Only the lines below starting at the one containing "Identify the position of each instance of the pine" and ending at the one containing "Identify the position of each instance of the tall" belong in the answer, each copied exactly.

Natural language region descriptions
---
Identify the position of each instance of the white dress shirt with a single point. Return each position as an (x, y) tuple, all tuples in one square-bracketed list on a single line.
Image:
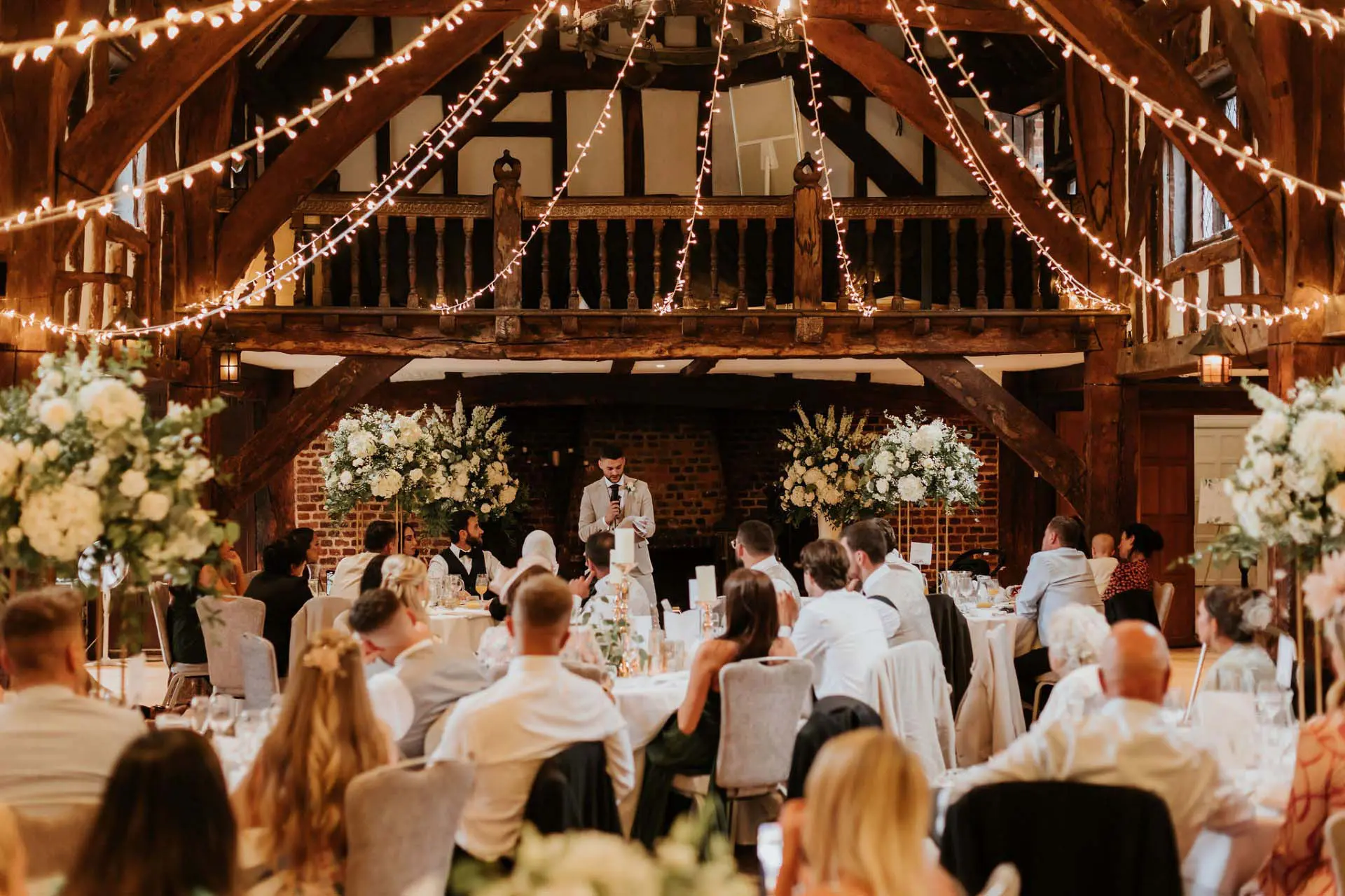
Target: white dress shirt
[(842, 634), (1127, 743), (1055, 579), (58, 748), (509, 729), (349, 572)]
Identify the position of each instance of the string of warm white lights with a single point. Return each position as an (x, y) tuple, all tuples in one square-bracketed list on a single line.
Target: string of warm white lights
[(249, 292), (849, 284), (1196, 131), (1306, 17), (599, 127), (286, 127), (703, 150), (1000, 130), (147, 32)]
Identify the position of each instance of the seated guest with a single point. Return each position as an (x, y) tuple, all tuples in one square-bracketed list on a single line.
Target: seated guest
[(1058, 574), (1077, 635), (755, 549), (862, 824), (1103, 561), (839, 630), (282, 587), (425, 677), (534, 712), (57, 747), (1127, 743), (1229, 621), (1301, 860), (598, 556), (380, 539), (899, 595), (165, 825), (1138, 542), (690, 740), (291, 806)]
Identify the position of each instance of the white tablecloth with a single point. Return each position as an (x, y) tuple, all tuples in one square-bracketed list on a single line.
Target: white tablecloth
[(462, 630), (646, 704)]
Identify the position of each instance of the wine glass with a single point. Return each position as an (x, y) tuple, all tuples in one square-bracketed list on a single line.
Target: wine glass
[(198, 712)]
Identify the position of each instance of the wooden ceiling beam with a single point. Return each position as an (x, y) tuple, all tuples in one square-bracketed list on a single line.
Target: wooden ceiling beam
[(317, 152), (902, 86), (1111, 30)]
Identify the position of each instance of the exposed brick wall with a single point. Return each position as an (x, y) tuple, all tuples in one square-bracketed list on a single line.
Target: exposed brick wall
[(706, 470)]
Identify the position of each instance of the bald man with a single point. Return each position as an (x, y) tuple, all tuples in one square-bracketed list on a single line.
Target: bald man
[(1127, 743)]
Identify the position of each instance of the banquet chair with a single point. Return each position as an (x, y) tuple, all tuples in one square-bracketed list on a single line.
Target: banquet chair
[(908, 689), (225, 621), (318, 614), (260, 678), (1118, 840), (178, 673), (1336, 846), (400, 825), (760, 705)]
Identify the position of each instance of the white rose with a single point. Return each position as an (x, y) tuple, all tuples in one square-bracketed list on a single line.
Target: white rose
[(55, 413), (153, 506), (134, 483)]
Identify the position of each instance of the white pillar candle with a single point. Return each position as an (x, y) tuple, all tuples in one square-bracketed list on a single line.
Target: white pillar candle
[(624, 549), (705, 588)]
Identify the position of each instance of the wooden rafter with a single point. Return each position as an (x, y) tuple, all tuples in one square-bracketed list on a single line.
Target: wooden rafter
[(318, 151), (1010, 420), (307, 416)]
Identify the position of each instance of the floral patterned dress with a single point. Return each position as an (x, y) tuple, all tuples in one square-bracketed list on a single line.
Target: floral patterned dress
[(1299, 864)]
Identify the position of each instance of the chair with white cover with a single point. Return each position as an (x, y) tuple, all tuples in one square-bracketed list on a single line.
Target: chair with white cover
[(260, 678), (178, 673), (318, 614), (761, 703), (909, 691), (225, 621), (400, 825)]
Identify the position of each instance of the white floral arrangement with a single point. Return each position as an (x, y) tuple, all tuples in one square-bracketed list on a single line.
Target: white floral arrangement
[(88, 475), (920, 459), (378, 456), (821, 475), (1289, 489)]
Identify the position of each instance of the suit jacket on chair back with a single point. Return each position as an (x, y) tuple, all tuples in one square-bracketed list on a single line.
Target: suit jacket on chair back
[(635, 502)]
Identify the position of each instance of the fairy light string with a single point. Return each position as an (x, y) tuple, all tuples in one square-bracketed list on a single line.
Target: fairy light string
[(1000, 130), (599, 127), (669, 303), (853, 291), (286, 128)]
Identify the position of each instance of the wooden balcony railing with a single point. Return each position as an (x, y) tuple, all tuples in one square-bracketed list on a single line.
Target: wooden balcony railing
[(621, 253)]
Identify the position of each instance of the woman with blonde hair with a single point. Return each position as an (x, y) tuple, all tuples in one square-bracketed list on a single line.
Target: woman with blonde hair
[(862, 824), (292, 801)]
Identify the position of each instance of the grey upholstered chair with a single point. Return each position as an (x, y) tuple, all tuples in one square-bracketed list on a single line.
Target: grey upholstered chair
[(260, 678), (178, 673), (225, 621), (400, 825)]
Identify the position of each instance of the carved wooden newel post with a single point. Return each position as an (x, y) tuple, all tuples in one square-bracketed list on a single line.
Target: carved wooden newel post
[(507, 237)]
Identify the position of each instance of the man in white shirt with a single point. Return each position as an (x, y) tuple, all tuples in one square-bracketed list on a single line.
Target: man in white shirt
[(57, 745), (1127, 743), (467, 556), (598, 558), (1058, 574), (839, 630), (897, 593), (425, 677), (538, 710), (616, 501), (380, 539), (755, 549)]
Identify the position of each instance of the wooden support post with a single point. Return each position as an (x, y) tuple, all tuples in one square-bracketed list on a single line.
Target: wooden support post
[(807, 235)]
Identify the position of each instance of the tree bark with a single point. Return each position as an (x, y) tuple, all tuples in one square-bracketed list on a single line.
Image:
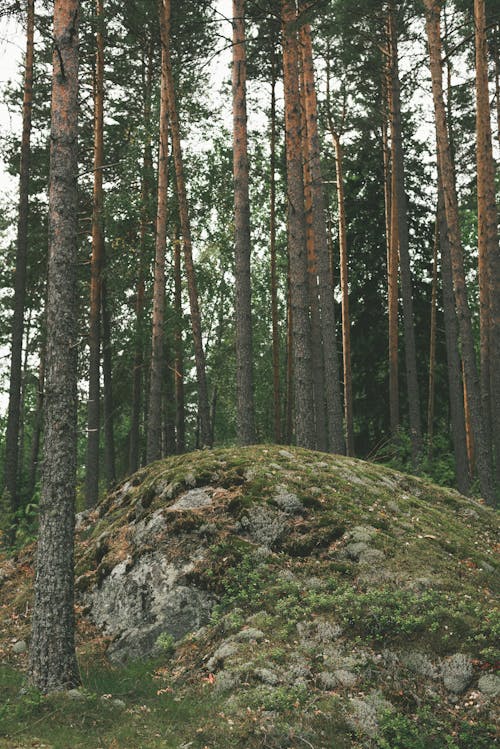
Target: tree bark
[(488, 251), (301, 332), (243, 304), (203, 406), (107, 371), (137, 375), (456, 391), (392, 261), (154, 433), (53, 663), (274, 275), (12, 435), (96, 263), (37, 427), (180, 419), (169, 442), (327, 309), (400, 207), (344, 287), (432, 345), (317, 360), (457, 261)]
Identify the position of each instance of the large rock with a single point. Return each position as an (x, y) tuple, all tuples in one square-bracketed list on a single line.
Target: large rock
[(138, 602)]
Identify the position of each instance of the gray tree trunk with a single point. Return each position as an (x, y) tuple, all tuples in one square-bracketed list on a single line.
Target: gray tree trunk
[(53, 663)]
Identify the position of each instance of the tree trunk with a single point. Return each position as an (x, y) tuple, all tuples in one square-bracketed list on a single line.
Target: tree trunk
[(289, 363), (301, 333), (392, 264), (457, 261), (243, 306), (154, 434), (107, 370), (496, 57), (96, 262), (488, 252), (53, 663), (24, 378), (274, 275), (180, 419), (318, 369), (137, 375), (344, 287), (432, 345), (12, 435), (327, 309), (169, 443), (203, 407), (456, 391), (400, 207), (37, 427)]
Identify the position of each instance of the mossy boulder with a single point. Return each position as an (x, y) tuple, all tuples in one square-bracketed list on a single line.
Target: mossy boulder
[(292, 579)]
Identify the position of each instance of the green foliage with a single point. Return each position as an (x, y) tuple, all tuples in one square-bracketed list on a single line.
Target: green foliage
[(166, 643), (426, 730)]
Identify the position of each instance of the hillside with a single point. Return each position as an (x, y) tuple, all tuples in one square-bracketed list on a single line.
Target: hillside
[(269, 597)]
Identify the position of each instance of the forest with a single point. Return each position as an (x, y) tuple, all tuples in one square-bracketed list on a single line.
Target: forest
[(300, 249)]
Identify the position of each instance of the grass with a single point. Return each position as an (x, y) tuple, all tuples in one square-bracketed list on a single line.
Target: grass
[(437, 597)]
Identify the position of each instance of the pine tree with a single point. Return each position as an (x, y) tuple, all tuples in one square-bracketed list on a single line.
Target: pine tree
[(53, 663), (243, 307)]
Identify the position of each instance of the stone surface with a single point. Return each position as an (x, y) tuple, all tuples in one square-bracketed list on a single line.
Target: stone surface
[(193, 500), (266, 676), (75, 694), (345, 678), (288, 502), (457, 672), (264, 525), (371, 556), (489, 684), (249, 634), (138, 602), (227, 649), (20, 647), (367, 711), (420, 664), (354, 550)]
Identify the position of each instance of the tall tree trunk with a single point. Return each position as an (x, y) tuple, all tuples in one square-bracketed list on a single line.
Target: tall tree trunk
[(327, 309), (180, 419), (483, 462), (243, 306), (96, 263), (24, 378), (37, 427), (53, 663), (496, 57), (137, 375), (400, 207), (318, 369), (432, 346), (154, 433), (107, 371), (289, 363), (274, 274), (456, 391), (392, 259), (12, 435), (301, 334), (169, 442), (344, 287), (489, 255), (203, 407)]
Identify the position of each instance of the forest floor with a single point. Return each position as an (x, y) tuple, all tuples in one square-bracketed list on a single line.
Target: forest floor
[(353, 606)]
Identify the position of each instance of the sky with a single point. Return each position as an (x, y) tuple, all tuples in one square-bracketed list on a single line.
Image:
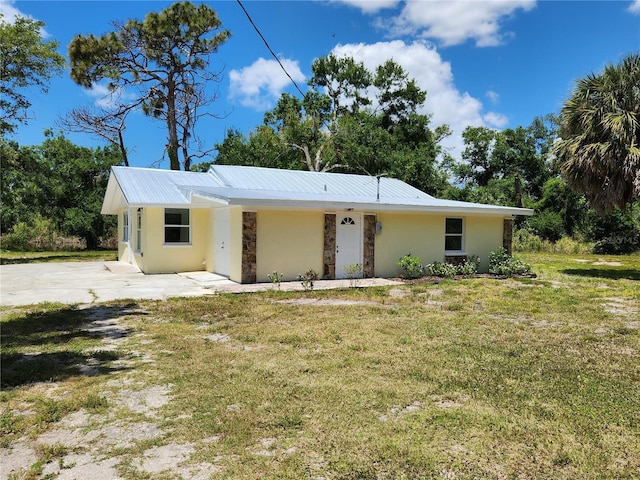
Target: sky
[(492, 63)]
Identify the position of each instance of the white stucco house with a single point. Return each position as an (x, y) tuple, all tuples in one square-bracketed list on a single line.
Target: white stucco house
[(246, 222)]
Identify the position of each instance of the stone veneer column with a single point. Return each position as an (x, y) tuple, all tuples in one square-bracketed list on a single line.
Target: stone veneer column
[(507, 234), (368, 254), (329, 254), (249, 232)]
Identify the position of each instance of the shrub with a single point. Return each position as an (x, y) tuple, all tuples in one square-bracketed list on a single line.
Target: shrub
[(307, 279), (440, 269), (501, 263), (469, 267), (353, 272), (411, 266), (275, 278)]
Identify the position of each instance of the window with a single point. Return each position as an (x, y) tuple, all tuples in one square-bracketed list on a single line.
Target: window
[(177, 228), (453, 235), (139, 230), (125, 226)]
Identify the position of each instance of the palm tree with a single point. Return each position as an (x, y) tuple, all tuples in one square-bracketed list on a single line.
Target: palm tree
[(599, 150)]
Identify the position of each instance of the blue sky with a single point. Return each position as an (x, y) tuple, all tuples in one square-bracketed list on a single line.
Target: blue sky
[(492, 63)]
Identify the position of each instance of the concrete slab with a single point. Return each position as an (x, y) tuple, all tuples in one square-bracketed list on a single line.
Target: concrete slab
---
Exercise response:
Identify the position of each instance of the pine tree with a single point. Return each position as an (x, y) tuple, all tuples in one square-bracketed list on a single line.
Target: pine tree
[(53, 663), (243, 307)]
Identify the position of each instance of the stone surface with a single point. Return each position as an (x, y) tuple, all tuples in one square-bracketed list on a single line.
Target: stone surface
[(193, 500), (266, 676), (75, 694), (345, 678), (288, 502), (457, 672), (264, 525), (371, 556), (489, 684), (249, 634), (138, 602), (227, 649), (20, 647), (367, 711), (420, 664), (354, 550)]
Identify the position of each instance of the tall tree trunk with a single point. Return each position as an (x, y) tuple, all tuples in one square-bracketed list on a single line.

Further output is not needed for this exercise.